------ EXTRACTED MATERIAL
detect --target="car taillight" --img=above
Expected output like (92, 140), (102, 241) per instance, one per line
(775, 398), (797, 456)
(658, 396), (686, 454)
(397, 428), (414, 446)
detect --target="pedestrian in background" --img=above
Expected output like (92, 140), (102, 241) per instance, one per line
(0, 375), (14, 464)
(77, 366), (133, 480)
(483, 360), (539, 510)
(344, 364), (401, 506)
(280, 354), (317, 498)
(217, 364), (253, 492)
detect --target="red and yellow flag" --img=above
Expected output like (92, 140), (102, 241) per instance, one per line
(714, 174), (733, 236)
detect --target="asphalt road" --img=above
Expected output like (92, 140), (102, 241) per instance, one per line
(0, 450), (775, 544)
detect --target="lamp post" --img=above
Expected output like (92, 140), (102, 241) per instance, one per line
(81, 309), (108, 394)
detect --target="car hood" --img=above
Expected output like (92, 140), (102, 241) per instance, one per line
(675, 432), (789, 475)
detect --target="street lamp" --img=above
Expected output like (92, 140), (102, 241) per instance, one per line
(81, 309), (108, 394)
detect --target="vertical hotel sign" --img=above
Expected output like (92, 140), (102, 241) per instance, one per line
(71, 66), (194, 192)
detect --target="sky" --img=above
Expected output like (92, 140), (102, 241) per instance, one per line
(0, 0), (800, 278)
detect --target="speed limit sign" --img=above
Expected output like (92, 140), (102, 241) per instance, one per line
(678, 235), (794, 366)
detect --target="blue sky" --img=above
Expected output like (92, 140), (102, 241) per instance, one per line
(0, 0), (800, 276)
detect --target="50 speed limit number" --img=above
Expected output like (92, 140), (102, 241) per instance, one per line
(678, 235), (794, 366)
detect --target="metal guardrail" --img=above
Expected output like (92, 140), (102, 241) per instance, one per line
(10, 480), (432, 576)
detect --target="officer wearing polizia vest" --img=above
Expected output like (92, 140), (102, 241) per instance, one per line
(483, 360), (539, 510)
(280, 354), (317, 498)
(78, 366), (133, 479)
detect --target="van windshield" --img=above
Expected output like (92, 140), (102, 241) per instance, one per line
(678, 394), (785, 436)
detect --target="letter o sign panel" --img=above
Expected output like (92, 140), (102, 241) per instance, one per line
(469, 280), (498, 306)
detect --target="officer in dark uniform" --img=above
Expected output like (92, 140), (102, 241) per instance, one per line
------------
REQUIRED WORK: Copy out every line of the records above, changing nothing.

THE OUTPUT:
detect --target="car taillight" --img=above
Expected output like (92, 140), (102, 241) per instance, one per line
(775, 398), (797, 456)
(658, 396), (686, 454)
(397, 428), (414, 446)
detect --target="pedestrian in background" --img=above
Expected output like (92, 140), (102, 241) per instance, one per line
(0, 375), (14, 464)
(77, 366), (133, 480)
(483, 360), (539, 510)
(344, 364), (401, 506)
(280, 354), (317, 498)
(217, 364), (253, 492)
detect --target="red and yellow flag" --img=above
Expected output like (92, 140), (102, 241) per instance, one per line
(714, 174), (733, 236)
detect --target="asphalt road" --img=above
Expected output like (92, 140), (102, 241) per instance, one per line
(0, 450), (775, 544)
detect --target="lamp post" --img=above
Expected output like (92, 140), (102, 241) per instance, one per line
(81, 309), (108, 394)
detect --target="car hood" --img=above
Expected output like (92, 140), (102, 241) per instance, one per line
(675, 432), (789, 475)
detect --target="street lamp" --img=above
Expected output like (92, 140), (102, 241) per instance, one per line
(81, 309), (108, 394)
detect --target="vertical hotel sign" --img=above
Expected output like (92, 140), (102, 241) per instance, one per line
(71, 66), (194, 192)
detect --target="sky" --img=above
Expected output like (92, 140), (102, 241) per instance, one per line
(0, 0), (800, 278)
detect --target="speed limit sign" --img=above
Expected output like (92, 140), (102, 241) per instance, one per line
(678, 235), (794, 366)
detect --target="blue sky" --img=above
Expected output like (92, 140), (102, 241) per instance, one per line
(0, 0), (800, 276)
detect --target="50 speed limit number" --img=above
Expected output like (92, 140), (102, 241) per instance, one per line
(678, 235), (794, 366)
detect --target="metal guardrail" --img=above
Expected output like (92, 140), (102, 241) per instance, one per line
(10, 480), (432, 576)
detect --target="officer wearing polizia vest" --img=above
Expected output like (92, 140), (102, 241) per instance, one per line
(483, 360), (539, 510)
(280, 354), (317, 498)
(78, 366), (133, 479)
detect --target="van windshield" --img=above
Expected output like (92, 140), (102, 241) per instance, one per line
(678, 394), (785, 436)
detect --target="letter o sign panel" --img=above
Expected output like (92, 140), (102, 241) per instance, one per line
(469, 280), (498, 306)
detect --target="officer in dark uniform" --img=above
Expected output like (92, 140), (102, 241) per instance, one per line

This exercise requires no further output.